:: Excerpted text ::

A good portion of their video library consists of Amy utilizing the food they’ve grown, foraged, or hunted to make moose chili, salmon dip, sourdough donuts, lacto-fermented pickles, and so much more.

In under a year, their channel gathered 52,000 subscribers, which neither expected.
“We definitely got more support from the general public than I thought we would when we made this channel,” said Dennis.
While they don’t show Lena’s face on their channel for safety reasons, her small, excited voice can be heard echoing in the background of their videos.
“We really enjoy raising her in a wild place like this,” Amy said.
Dennis added, “It makes her capable, you know? She’s tough. She handles the cold better than we do.”

A Dream Come True
The Westerlinds have no illusions; they know their lifestyle isn’t for everyone. In fact, despite dreaming of homesteading in Alaska for ages, they can hardly believe they’ve actually achieved it.
“When we lived in Massachusetts, if you had told us that we were going to end up living here, we’d have said, ‘No way!’” Dennis said. “But, you know, you get to Alaska and you start to understand how to exist among all this wilderness.”
The family has its fair share of struggles. There is the underlying danger of charging moose, hungry bears getting into the chicken coop, or summer forest fires destroying acreage. There’s also the constant learning and adaptation that comes with remote living. However, the Westerlinds are ready to meet their challenges head on.

“We’re very hardworking. We have a lot of grit. And with the homestead, Dennis and I feel very rewarded that the hard work we put in directly relates to how we live day-to-day,” Amy said.
“If we had listened to everybody who told us right from the start not to move to Maine, don’t buy land, don’t move to Alaska, we wouldn’t have done anything,” Dennis said. “We didn’t listen to them. We just worked hard. If you have something you want to do, you have to do more than others are doing in order to achieve it.”
For this family, a dream is worth nothing unless you have the determination to achieve it.

:::
:: Material supplied ::

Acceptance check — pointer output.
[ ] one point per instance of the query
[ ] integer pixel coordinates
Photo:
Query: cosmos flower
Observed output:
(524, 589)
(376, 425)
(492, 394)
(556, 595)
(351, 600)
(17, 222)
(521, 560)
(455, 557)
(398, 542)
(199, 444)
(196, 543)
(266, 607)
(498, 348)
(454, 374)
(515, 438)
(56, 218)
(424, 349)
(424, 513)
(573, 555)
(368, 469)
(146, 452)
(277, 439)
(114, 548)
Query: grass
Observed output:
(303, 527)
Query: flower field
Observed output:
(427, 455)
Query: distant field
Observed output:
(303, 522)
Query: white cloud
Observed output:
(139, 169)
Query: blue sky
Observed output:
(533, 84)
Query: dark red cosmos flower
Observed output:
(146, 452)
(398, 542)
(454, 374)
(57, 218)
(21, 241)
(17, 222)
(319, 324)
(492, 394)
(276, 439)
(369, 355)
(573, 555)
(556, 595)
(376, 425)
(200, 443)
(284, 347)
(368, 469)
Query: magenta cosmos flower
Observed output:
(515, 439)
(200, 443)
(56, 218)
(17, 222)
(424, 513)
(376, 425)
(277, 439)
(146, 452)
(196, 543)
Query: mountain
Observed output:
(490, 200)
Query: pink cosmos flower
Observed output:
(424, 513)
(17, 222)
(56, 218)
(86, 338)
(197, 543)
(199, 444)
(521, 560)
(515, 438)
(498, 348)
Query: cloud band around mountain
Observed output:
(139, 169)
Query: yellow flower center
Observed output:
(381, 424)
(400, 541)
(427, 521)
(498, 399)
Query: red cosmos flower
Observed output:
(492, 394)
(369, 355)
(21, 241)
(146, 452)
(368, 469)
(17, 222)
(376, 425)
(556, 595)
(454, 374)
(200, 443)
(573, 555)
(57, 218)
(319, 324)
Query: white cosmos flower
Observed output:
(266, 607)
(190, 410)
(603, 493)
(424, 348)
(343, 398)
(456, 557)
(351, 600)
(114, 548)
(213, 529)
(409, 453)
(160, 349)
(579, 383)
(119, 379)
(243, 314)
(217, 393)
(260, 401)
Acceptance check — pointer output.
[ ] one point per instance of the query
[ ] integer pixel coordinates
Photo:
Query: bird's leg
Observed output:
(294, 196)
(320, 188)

:::

*Prompt 1*
Retype the excerpt about the Alaska homesteading family from "A good portion" to "of their videos.".
*Prompt 2*
Name every dish that the excerpt about the Alaska homesteading family says Amy makes in their videos.
The rows above are separate material from the excerpt about the Alaska homesteading family.

*Output 1*
A good portion of their video library consists of Amy utilizing the food they’ve grown, foraged, or hunted to make moose chili, salmon dip, sourdough donuts, lacto-fermented pickles, and so much more.

In under a year, their channel gathered 52,000 subscribers, which neither expected.
“We definitely got more support from the general public than I thought we would when we made this channel,” said Dennis.
While they don’t show Lena’s face on their channel for safety reasons, her small, excited voice can be heard echoing in the background of their videos.

*Output 2*
Moose chili, salmon dip, sourdough donuts, lacto-fermented pickles